--- START SELECTION ---

Highway 229 runs north along the western side of Grant County, passing through Leola, where it has a brief concurrency with Highway 46. Northeast of Leola, Jenkins' Ferry Battleground State Park commemorates the Battle of Jenkins' Ferry during the Civil War. The highway runs north to Carvers, where it serves as the eastern terminus of Highway 222. Continuing north to Poyen Highway 229 intersects US 270, which gives access to Malvern to the west and Sheridan and Pine Bluff to the east. Highway 229 winds north through the communities of Fenter, Nydia, Traskwood, and Haskell. An overlap begins with US 67 in Haskell, which continues to I-30 in a discontinuous section of Benton. I-30 and US 67 concur to the north, with Highway 229 through a rural area until terminating at South Drive near the I-30/US 67 southbound frontage road.

==History==
The route was designated by the Arkansas State Highway Commission on July 10, 1957, during a period of expansion in the state highway system. The Arkansas General Assembly passed the Act 148 of 1957, the Milum Road Act, creating 10-12 mi of new state highways in each county.

The initial designation was from Carthage to US 67, and the route followed the Chicago, Rock Island and Pacific Railroad. Between Leola and Poyen, the designation supplanted Highway 113. It was extended south from Carthage to Hughes Trail in April 1963. The route was extended to the current southern terminus in November 1966. At the request of the Grant and Saline county judges, the former alignment of US 67 was designated as Highway 229 on August 30, 1995. In exchange, Highway 291 between Tull and Traskwood was removed from the state highway system and returned to county maintenance.

--- END SELECTION ---

_WORK TO COMPLETE_.
(1) Repeat the Highway 229 passage word for word, from "Highway 229 runs" up to and including "southbound frontage road.".
(2) For each statement, answer yes or no according to the Highway 229 passage, and quote the words that decide it: (a) The route was designated on July 10, 1957. (b) Highway 229 intersects US 270 at Carvers. (c) Highway 291 between Tull and Traskwood was returned to county maintenance.
The listing that follows comes from a different source than the Highway 229 passage.

--- START DATA SECTION ---

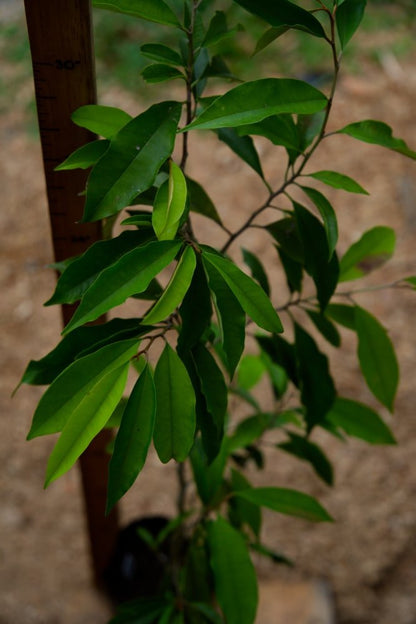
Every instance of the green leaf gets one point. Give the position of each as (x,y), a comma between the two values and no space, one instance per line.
(308,451)
(288,502)
(316,384)
(360,421)
(257,270)
(373,249)
(348,17)
(105,121)
(84,270)
(175,290)
(160,72)
(175,413)
(151,10)
(325,326)
(377,357)
(82,341)
(243,146)
(379,133)
(133,438)
(170,204)
(328,215)
(200,202)
(250,295)
(324,274)
(129,275)
(160,52)
(234,574)
(132,161)
(74,390)
(231,318)
(254,101)
(85,156)
(338,181)
(284,13)
(86,422)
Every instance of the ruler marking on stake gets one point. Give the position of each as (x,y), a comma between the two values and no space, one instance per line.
(63,71)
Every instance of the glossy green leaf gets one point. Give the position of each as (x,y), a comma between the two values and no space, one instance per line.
(132,161)
(175,414)
(372,250)
(82,341)
(175,290)
(231,318)
(160,72)
(200,201)
(85,156)
(254,101)
(310,452)
(284,13)
(170,204)
(257,270)
(288,502)
(377,357)
(234,574)
(250,295)
(133,438)
(152,10)
(328,216)
(316,384)
(129,275)
(105,121)
(86,421)
(74,390)
(338,181)
(348,17)
(325,274)
(243,146)
(379,133)
(160,52)
(84,270)
(360,421)
(325,327)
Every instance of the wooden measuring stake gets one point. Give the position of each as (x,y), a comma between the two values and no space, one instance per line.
(63,69)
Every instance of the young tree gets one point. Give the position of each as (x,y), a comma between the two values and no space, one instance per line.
(209,305)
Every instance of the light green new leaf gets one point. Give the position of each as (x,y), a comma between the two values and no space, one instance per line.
(377,357)
(175,290)
(339,181)
(133,438)
(151,10)
(328,216)
(130,165)
(288,502)
(284,13)
(379,133)
(250,295)
(86,422)
(85,156)
(131,274)
(360,421)
(234,575)
(170,204)
(254,101)
(81,273)
(105,121)
(175,414)
(74,389)
(372,250)
(348,17)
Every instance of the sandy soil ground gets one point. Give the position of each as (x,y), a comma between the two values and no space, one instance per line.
(367,558)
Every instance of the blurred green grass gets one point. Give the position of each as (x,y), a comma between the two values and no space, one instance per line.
(387,27)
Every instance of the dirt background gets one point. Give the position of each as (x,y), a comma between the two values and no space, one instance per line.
(367,559)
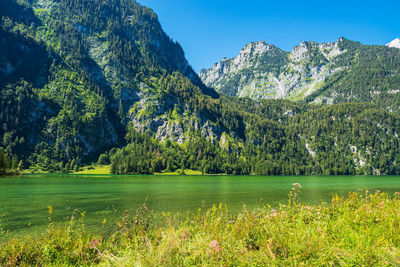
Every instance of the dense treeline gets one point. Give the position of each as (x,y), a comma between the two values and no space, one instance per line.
(339,139)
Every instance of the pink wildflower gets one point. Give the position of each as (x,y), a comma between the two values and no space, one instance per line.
(214,246)
(274,213)
(297,185)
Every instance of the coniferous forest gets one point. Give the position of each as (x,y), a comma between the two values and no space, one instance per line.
(93,81)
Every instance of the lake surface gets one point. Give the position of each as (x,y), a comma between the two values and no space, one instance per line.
(24,200)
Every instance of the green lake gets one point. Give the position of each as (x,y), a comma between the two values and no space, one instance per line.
(24,200)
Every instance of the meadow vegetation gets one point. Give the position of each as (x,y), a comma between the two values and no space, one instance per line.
(359,229)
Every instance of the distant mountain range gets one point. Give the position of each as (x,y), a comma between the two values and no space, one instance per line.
(342,71)
(84,81)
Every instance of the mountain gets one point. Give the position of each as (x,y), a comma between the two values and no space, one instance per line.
(394,44)
(74,74)
(342,71)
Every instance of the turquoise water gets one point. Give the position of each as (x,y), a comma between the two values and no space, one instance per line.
(24,200)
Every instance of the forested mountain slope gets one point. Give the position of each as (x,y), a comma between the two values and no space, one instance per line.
(343,71)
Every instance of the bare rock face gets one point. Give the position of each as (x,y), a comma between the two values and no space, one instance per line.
(264,71)
(394,44)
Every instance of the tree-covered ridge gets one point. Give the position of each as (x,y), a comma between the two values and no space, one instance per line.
(83,66)
(344,71)
(298,140)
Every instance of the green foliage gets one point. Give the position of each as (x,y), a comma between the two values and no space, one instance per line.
(9,165)
(360,229)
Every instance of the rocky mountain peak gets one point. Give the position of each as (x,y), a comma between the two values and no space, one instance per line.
(395,43)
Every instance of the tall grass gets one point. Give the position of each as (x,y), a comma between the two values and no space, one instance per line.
(359,229)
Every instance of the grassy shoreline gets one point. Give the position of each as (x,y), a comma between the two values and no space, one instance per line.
(361,229)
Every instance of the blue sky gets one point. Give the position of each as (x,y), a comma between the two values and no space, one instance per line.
(209,30)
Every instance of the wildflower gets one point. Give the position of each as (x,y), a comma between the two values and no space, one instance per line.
(297,185)
(274,213)
(214,246)
(185,235)
(94,243)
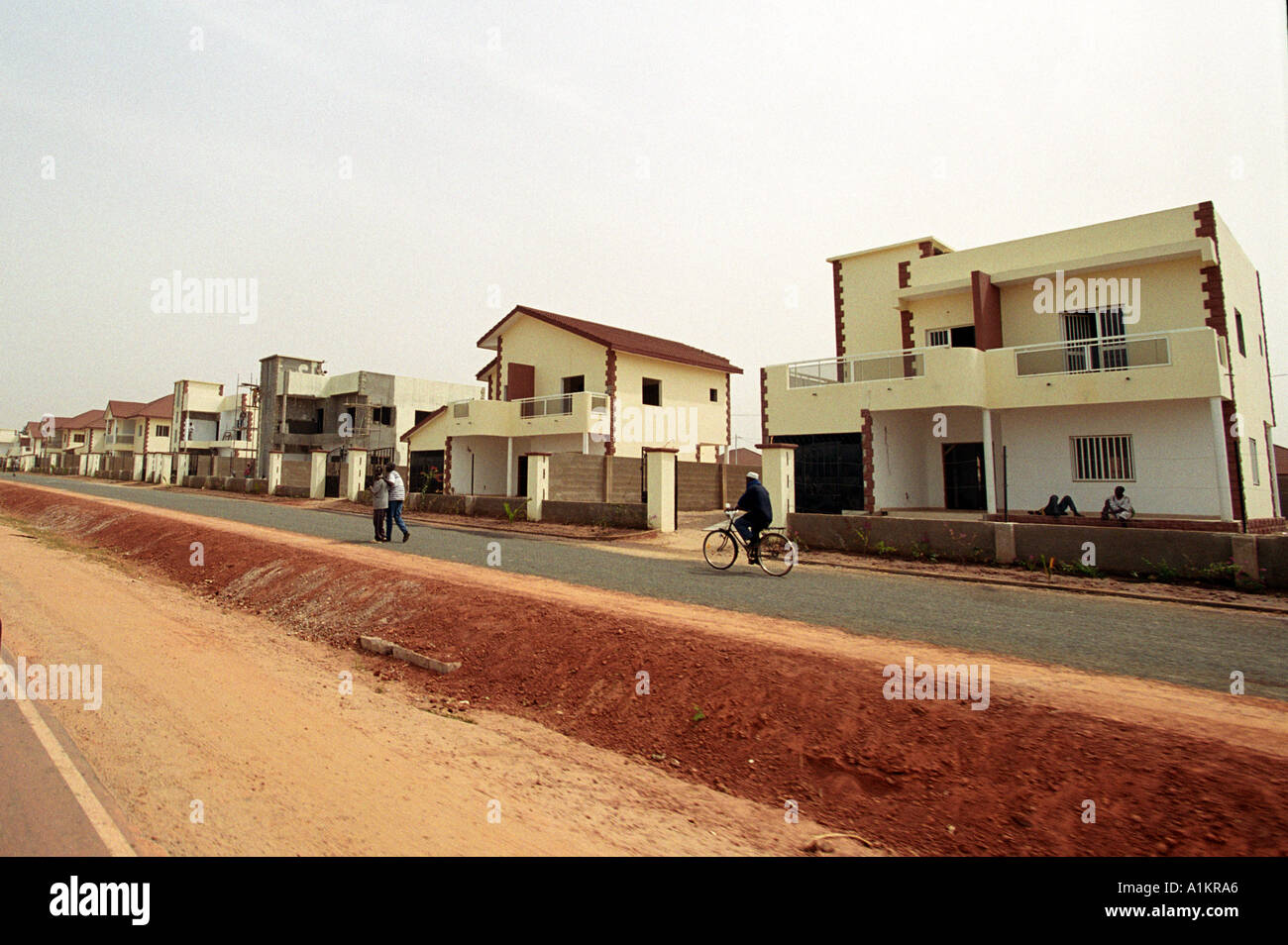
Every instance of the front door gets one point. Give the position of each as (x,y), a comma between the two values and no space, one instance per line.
(964,475)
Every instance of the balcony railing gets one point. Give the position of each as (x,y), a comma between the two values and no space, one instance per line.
(1093,356)
(532,407)
(883,366)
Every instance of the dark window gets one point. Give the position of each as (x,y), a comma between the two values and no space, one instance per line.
(828,472)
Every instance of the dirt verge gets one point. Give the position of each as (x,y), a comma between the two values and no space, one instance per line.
(732,705)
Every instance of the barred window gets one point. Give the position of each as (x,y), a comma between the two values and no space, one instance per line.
(1103,459)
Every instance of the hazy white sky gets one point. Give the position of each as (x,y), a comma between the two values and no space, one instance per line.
(677,167)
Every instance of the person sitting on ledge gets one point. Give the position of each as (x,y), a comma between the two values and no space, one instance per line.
(1055,507)
(1119,506)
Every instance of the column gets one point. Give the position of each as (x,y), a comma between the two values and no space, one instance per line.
(660,465)
(509,465)
(990,473)
(274,472)
(539,483)
(1223,472)
(317,473)
(778,476)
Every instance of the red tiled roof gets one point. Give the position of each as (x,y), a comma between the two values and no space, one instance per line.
(161,407)
(124,408)
(89,420)
(623,340)
(433,415)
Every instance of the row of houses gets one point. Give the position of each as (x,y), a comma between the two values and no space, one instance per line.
(554,385)
(1126,353)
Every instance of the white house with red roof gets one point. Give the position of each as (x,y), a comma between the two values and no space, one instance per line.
(566,385)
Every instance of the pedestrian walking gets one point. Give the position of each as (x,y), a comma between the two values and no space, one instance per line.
(378,507)
(397,496)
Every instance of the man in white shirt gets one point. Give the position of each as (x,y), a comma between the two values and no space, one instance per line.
(378,507)
(397,494)
(1119,506)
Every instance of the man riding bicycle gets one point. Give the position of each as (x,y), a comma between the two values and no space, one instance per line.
(755,502)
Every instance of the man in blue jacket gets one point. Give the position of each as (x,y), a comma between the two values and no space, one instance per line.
(755,502)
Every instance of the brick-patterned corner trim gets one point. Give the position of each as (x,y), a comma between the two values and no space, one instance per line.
(500,369)
(1265,349)
(728,415)
(870,499)
(447,467)
(1274,472)
(838,306)
(1214,286)
(1233,461)
(907,343)
(610,389)
(764,406)
(1266,525)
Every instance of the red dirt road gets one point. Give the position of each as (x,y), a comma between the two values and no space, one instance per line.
(761,708)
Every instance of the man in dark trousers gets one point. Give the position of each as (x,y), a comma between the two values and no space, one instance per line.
(755,502)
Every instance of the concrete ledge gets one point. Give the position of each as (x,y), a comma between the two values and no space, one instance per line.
(1184,555)
(603,514)
(386,649)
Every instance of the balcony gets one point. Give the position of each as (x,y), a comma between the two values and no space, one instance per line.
(533,416)
(825,395)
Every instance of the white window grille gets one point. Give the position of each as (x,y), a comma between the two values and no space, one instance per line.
(1103,459)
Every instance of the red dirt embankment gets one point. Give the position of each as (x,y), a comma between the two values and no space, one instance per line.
(764,722)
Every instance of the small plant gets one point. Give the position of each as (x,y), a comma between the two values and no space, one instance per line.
(1163,571)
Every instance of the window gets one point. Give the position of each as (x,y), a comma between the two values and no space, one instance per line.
(1095,340)
(961,336)
(1103,459)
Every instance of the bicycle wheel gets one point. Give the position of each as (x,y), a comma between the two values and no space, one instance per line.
(777,555)
(720,549)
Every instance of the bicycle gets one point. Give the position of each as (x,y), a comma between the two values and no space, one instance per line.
(774,554)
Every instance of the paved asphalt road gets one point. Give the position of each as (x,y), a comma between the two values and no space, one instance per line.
(1197,647)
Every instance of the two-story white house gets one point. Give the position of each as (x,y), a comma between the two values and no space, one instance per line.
(1126,353)
(565,385)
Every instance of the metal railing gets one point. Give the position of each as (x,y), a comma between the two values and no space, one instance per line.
(533,407)
(1094,356)
(883,366)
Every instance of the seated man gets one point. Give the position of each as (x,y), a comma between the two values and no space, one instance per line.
(755,502)
(1055,507)
(1119,506)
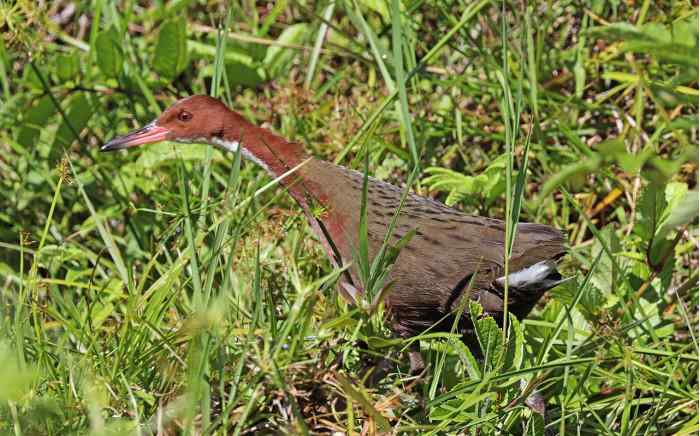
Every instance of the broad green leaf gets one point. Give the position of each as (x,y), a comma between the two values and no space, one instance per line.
(488,335)
(171,49)
(682,208)
(67,66)
(78,114)
(17,381)
(484,187)
(34,120)
(379,6)
(278,56)
(108,52)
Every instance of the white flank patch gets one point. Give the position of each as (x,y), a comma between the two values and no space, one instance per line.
(532,275)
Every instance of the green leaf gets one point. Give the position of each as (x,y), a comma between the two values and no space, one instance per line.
(17,381)
(487,186)
(489,336)
(108,52)
(67,66)
(78,114)
(171,49)
(516,344)
(278,56)
(682,208)
(34,120)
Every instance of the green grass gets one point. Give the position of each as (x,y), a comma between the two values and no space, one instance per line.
(178,290)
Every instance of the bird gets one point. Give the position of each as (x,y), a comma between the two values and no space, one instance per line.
(450,255)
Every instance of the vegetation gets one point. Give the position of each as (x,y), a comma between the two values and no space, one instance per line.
(176,290)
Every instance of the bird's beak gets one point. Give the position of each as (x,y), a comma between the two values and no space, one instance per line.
(145,135)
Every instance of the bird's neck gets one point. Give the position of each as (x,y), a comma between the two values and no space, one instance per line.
(275,154)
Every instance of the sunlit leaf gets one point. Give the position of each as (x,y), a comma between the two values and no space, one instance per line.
(108,52)
(171,49)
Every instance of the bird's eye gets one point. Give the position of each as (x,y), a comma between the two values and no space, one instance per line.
(184,116)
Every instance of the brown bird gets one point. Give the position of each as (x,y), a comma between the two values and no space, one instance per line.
(450,253)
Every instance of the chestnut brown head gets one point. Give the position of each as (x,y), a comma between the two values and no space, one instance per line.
(196,119)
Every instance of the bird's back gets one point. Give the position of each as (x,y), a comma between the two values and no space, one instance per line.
(449,249)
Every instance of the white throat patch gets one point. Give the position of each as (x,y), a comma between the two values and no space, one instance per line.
(232,146)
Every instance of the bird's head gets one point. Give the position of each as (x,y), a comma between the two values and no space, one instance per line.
(196,119)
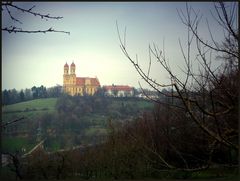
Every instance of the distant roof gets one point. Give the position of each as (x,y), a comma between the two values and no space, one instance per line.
(93,81)
(118,87)
(66,65)
(72,65)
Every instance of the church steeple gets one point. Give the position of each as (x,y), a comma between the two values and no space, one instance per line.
(66,68)
(72,69)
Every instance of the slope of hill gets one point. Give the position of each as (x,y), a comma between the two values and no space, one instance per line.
(28,109)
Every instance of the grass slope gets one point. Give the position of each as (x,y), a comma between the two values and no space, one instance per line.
(28,109)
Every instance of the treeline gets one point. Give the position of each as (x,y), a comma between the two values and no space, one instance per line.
(13,96)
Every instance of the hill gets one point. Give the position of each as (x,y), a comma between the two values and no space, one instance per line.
(29,109)
(69,127)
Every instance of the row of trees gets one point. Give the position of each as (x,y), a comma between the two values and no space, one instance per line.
(12,96)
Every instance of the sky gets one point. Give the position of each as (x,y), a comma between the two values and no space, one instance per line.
(37,59)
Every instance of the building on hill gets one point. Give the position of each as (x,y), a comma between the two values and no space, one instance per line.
(73,85)
(118,91)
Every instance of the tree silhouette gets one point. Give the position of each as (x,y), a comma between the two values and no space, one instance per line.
(9,7)
(210,95)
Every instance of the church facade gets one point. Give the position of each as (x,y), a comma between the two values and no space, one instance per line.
(73,85)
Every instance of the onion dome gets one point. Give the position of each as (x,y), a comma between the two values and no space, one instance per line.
(72,65)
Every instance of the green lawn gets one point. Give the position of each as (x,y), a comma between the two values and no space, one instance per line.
(29,109)
(39,104)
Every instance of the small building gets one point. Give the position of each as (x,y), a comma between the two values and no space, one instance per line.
(73,85)
(118,91)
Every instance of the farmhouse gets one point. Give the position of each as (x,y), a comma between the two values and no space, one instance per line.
(118,90)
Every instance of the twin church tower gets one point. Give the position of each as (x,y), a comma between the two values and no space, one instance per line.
(73,85)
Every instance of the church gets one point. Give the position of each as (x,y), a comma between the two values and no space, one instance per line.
(73,85)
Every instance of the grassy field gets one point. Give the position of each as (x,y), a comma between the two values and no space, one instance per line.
(29,109)
(32,110)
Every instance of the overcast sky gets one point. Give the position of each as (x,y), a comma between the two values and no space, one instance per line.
(93,45)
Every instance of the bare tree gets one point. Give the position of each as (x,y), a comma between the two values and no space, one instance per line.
(9,7)
(208,96)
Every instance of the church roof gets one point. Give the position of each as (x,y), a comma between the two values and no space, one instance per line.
(93,81)
(118,88)
(72,65)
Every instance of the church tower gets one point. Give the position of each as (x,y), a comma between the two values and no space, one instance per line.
(65,77)
(72,79)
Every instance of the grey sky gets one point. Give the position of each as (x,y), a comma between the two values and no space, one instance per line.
(93,45)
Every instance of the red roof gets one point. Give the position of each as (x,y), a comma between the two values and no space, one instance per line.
(118,88)
(72,65)
(93,81)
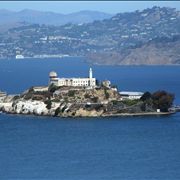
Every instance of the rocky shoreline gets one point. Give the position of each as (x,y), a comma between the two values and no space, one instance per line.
(82,102)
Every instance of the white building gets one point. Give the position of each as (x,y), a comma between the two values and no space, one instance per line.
(85,82)
(130,95)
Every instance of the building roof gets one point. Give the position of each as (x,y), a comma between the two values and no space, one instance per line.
(131,93)
(52,74)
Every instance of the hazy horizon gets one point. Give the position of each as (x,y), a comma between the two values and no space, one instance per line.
(66,7)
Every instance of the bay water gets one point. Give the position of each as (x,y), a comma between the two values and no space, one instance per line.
(134,148)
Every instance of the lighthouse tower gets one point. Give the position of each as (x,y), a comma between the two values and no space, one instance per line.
(90,73)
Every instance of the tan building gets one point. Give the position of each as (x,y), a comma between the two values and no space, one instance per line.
(85,82)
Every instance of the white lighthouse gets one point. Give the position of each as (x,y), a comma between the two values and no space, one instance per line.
(90,73)
(83,82)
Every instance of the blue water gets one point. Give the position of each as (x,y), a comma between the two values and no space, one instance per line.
(132,148)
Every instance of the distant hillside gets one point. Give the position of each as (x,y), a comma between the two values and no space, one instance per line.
(50,18)
(151,36)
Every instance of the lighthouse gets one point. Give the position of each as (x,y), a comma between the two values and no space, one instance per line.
(90,73)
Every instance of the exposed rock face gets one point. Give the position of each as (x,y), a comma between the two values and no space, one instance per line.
(81,102)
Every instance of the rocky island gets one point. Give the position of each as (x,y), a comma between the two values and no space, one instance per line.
(84,97)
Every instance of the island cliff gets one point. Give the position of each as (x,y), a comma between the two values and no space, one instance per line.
(84,102)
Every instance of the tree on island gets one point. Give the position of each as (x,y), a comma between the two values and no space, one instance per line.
(159,100)
(162,100)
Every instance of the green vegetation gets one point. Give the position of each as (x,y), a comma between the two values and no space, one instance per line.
(87,96)
(106,93)
(71,93)
(95,99)
(52,88)
(57,111)
(130,102)
(162,100)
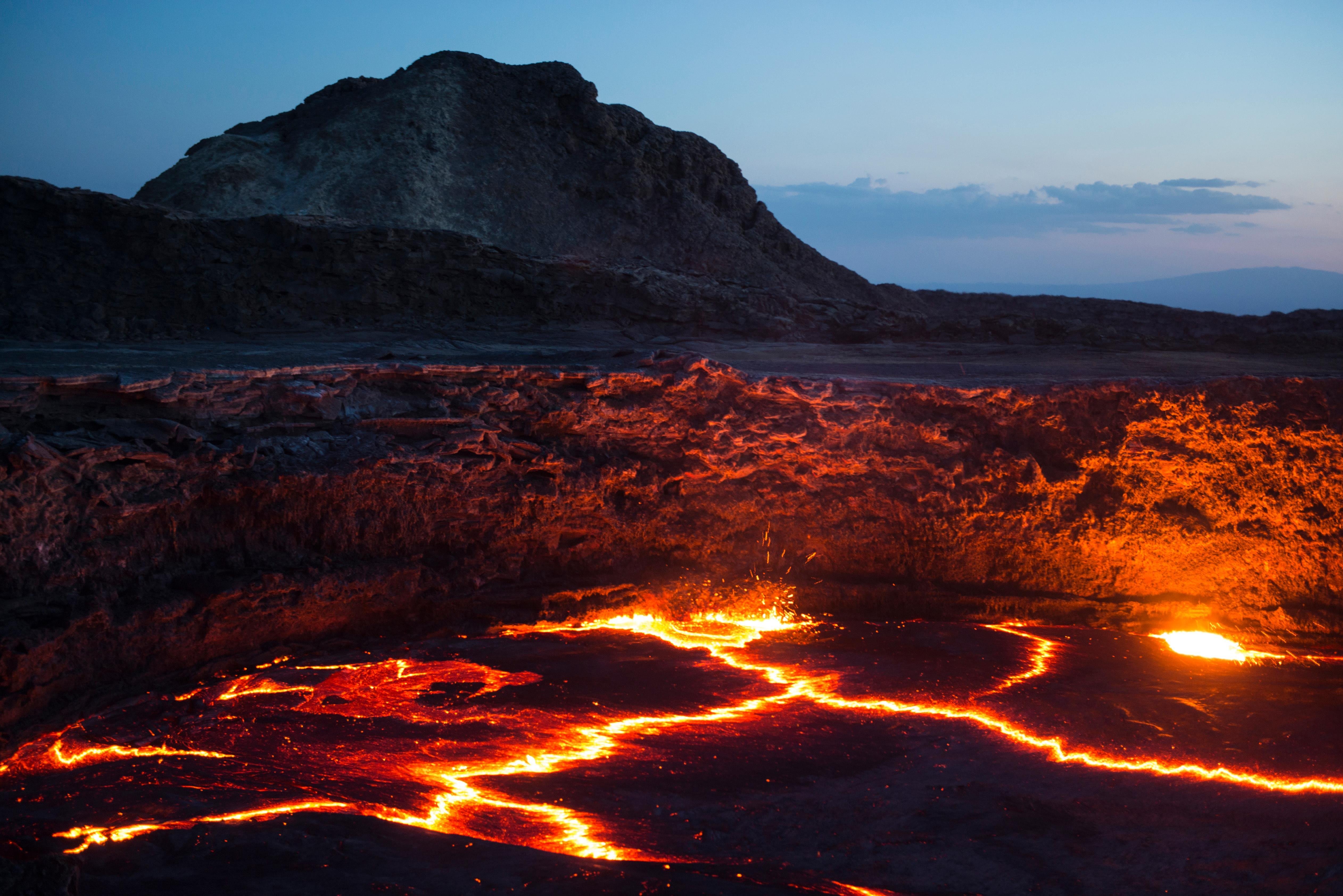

--- END DATA SECTION ---

_ANSWERS TO THE EXERCISES_.
(1)
Highway 229 runs north along the western side of Grant County, passing through Leola, where it has a brief concurrency with Highway 46. Northeast of Leola, Jenkins' Ferry Battleground State Park commemorates the Battle of Jenkins' Ferry during the Civil War. The highway runs north to Carvers, where it serves as the eastern terminus of Highway 222. Continuing north to Poyen Highway 229 intersects US 270, which gives access to Malvern to the west and Sheridan and Pine Bluff to the east. Highway 229 winds north through the communities of Fenter, Nydia, Traskwood, and Haskell. An overlap begins with US 67 in Haskell, which continues to I-30 in a discontinuous section of Benton. I-30 and US 67 concur to the north, with Highway 229 through a rural area until terminating at South Drive near the I-30/US 67 southbound frontage road.

(2)
(a) Yes: "The route was designated by the Arkansas State Highway Commission on July 10, 1957"
(b) No: "Continuing north to Poyen Highway 229 intersects US 270"
(c) Yes: "Highway 291 between Tull and Traskwood was removed from the state highway system and returned to county maintenance"